====== TEXTAUSZUG ======

Mehr als 150 Meter waren es nicht, die ich an diesem grauen Nachmittag geschafft hatte. »Etwa 100 Meter«, schätzte ein Zeuge später. Und vom Bakken abgehoben bin ich auch nicht. Ich saß vielmehr auf meinen Backen, als der katapultartige Vortrieb begann.
Skiflieger bringen es auf eine Anlaufgeschwindigkeit von etwas mehr als 100 km/h. Das Letzte, woran ich mich erinnern konnte, war, dass die Tachonadel bei 205 km/h stand. Dann überfiel mich der Sekundenschlaf.
Sekundenschlaf? Aus einer tiefen Bewusstlosigkeit wachte ich erst Stunden später auf der Intensivstation auf.

======

# ZIEL DER ÜBUNG
Warum wird im Textauszug das Wort »Sekundenschlaf« noch einmal mit Fragezeichen aufgegriffen? Antworte in ein bis drei Sätzen.

====== DATENZEILEN ======

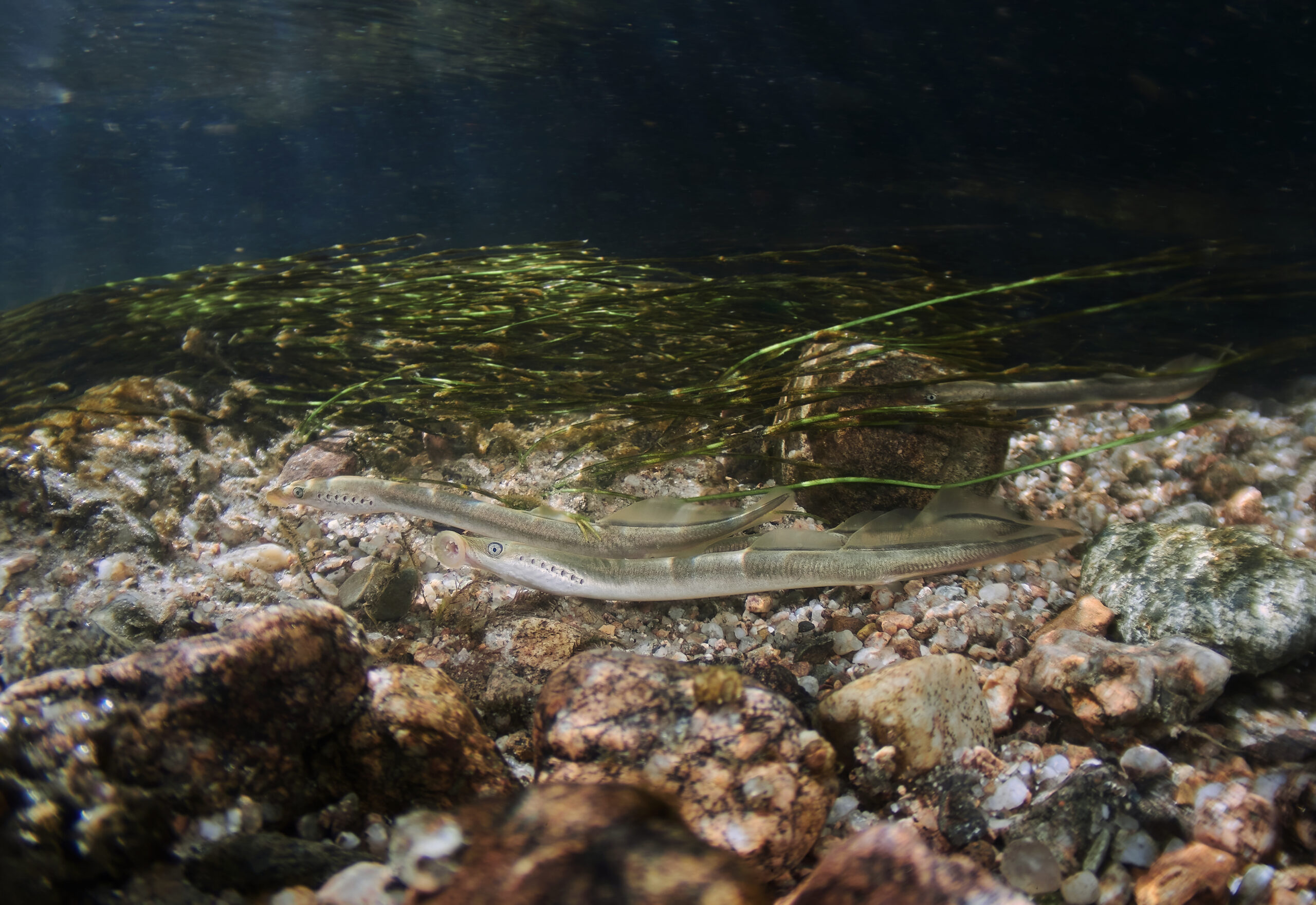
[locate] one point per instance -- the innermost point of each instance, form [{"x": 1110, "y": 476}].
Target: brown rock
[
  {"x": 1086, "y": 615},
  {"x": 1220, "y": 481},
  {"x": 1197, "y": 873},
  {"x": 1237, "y": 821},
  {"x": 925, "y": 708},
  {"x": 929, "y": 453},
  {"x": 1246, "y": 507},
  {"x": 540, "y": 647},
  {"x": 892, "y": 622},
  {"x": 419, "y": 745},
  {"x": 1000, "y": 690},
  {"x": 327, "y": 457},
  {"x": 1123, "y": 691},
  {"x": 1293, "y": 885},
  {"x": 749, "y": 775},
  {"x": 889, "y": 864},
  {"x": 114, "y": 753},
  {"x": 578, "y": 843}
]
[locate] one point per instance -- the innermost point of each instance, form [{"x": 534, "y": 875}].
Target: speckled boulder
[
  {"x": 748, "y": 774},
  {"x": 925, "y": 453},
  {"x": 925, "y": 708},
  {"x": 419, "y": 744},
  {"x": 1123, "y": 692},
  {"x": 1227, "y": 588},
  {"x": 568, "y": 843},
  {"x": 889, "y": 864},
  {"x": 108, "y": 755},
  {"x": 278, "y": 707}
]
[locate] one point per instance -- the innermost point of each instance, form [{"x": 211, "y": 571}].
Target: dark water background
[{"x": 998, "y": 140}]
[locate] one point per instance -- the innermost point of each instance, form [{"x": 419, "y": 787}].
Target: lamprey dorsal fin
[
  {"x": 960, "y": 516},
  {"x": 791, "y": 539},
  {"x": 674, "y": 512}
]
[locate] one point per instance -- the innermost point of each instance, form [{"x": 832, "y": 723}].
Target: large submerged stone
[
  {"x": 1227, "y": 588},
  {"x": 749, "y": 775},
  {"x": 925, "y": 709}
]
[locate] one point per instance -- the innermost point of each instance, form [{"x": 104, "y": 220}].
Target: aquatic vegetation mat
[{"x": 690, "y": 357}]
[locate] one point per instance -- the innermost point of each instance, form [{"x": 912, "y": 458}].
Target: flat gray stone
[{"x": 1227, "y": 588}]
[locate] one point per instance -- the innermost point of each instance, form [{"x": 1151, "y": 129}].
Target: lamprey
[
  {"x": 1176, "y": 381},
  {"x": 650, "y": 528},
  {"x": 956, "y": 532}
]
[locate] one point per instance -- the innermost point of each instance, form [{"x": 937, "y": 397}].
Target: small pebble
[
  {"x": 1117, "y": 885},
  {"x": 845, "y": 642},
  {"x": 1082, "y": 889},
  {"x": 1010, "y": 795},
  {"x": 1256, "y": 882},
  {"x": 1135, "y": 849},
  {"x": 1141, "y": 762},
  {"x": 114, "y": 569},
  {"x": 1031, "y": 867},
  {"x": 842, "y": 808}
]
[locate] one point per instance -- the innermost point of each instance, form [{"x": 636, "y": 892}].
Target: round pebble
[
  {"x": 1010, "y": 795},
  {"x": 1031, "y": 867},
  {"x": 845, "y": 642},
  {"x": 1141, "y": 762},
  {"x": 1135, "y": 849},
  {"x": 1081, "y": 889},
  {"x": 1256, "y": 882}
]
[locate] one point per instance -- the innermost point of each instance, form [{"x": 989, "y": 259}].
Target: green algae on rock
[
  {"x": 1227, "y": 588},
  {"x": 624, "y": 356}
]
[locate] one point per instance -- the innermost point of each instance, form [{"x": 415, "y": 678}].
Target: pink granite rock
[
  {"x": 1122, "y": 692},
  {"x": 746, "y": 771}
]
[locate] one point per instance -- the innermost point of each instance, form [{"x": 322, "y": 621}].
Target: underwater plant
[{"x": 657, "y": 358}]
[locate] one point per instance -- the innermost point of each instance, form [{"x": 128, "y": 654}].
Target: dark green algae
[{"x": 690, "y": 353}]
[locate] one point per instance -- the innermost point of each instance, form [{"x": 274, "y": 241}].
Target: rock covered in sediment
[
  {"x": 1073, "y": 816},
  {"x": 748, "y": 772},
  {"x": 1086, "y": 615},
  {"x": 927, "y": 453},
  {"x": 566, "y": 843},
  {"x": 1197, "y": 873},
  {"x": 890, "y": 864},
  {"x": 927, "y": 709},
  {"x": 327, "y": 457},
  {"x": 119, "y": 749},
  {"x": 111, "y": 757},
  {"x": 1227, "y": 588},
  {"x": 265, "y": 862},
  {"x": 1122, "y": 691},
  {"x": 419, "y": 744}
]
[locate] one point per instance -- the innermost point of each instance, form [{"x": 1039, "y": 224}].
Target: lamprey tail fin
[
  {"x": 666, "y": 512},
  {"x": 960, "y": 516},
  {"x": 856, "y": 523},
  {"x": 673, "y": 512},
  {"x": 790, "y": 539},
  {"x": 882, "y": 530},
  {"x": 957, "y": 502},
  {"x": 551, "y": 512},
  {"x": 1194, "y": 362},
  {"x": 1058, "y": 534}
]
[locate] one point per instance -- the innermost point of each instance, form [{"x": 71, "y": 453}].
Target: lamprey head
[
  {"x": 454, "y": 550},
  {"x": 286, "y": 495},
  {"x": 450, "y": 550},
  {"x": 328, "y": 494}
]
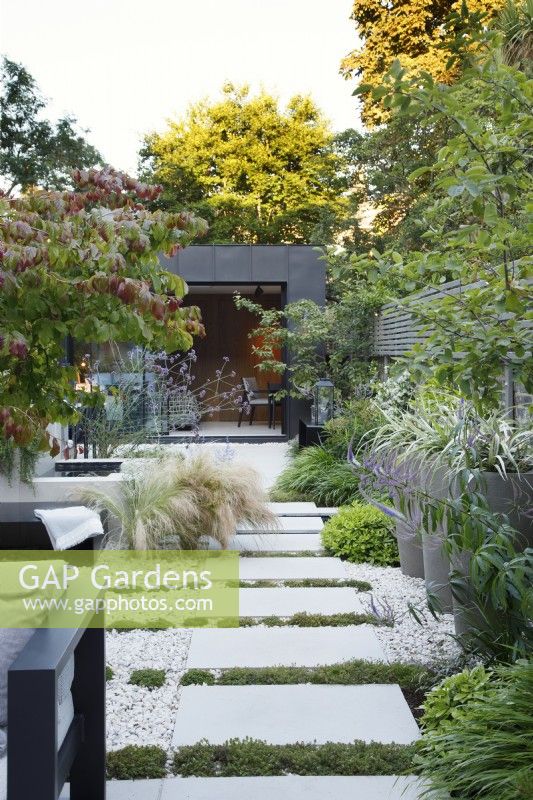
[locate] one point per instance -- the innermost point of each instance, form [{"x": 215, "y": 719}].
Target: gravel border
[{"x": 431, "y": 643}]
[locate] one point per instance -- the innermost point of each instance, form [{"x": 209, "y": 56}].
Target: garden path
[{"x": 286, "y": 714}]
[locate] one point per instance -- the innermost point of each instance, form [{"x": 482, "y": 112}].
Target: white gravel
[
  {"x": 430, "y": 643},
  {"x": 136, "y": 715}
]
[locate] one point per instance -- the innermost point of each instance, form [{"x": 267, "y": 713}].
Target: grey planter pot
[
  {"x": 514, "y": 497},
  {"x": 436, "y": 560},
  {"x": 410, "y": 550}
]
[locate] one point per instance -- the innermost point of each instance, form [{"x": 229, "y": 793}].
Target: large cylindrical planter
[
  {"x": 436, "y": 560},
  {"x": 512, "y": 496},
  {"x": 437, "y": 571},
  {"x": 410, "y": 550}
]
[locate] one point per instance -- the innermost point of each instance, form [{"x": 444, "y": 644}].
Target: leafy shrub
[
  {"x": 242, "y": 757},
  {"x": 318, "y": 476},
  {"x": 358, "y": 418},
  {"x": 198, "y": 676},
  {"x": 448, "y": 701},
  {"x": 135, "y": 762},
  {"x": 361, "y": 533},
  {"x": 149, "y": 678},
  {"x": 487, "y": 753}
]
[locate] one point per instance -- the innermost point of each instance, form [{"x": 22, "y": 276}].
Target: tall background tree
[
  {"x": 35, "y": 152},
  {"x": 257, "y": 173},
  {"x": 410, "y": 31}
]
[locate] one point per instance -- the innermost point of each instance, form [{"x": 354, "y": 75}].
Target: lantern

======

# VOLLSTÄNDIGE ANTWORT
Der Zustand dauerte nicht nur Sekunden. Die Person wachte erst Stunden später aus einer tiefen Bewusstlosigkeit auf, und zwar auf der Intensivstation.